• Passage shown
++++++++

In lieu of an abstract, here is a brief excerpt of the content:

Reviewed by:
  • Los orígenes de la burguesía de El Salvador. El control sobre el café y el Estado. 1848-1890 by Antonio Acosta Rodŕıguez
  • Steven Topik
Los orígenes de la burguesía de El Salvador. El control sobre el café y el Estado. 1848-1890. By Antonio Acosta Rodŕıguez. Seville: Aconcagua Libros, 2013. Pp. xxviii, 419. Illustrations. Notes. Bibliography.

Antonio Acosta, professor of American History at the University of Seville, has returned to the well-studied problem of the nature of the Salvadoran ruling class and its role in the expansion of the export economy and the formation of the state in the postcolonial decades of nineteenth-century Latin America. However, he approaches these issues with a twenty-first-century sensibility. His book centers on the creation of inequality, particularly through state policies.

++++++++

• Data
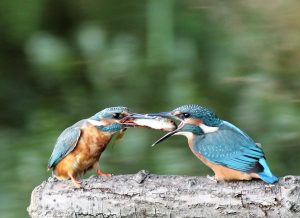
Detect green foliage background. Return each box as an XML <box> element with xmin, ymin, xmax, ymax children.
<box><xmin>0</xmin><ymin>0</ymin><xmax>300</xmax><ymax>217</ymax></box>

++++++++

• Work required
Please return the passage of the book review from "In lieu of an" up to and including "Illustrations. Notes. Bibliography.", copied word for word.

• Response below
In lieu of an abstract, here is a brief excerpt of the content:

Reviewed by:
  • Los orígenes de la burguesía de El Salvador. El control sobre el café y el Estado. 1848-1890 by Antonio Acosta Rodŕıguez
  • Steven Topik
Los orígenes de la burguesía de El Salvador. El control sobre el café y el Estado. 1848-1890. By Antonio Acosta Rodŕıguez. Seville: Aconcagua Libros, 2013. Pp. xxviii, 419. Illustrations. Notes. Bibliography.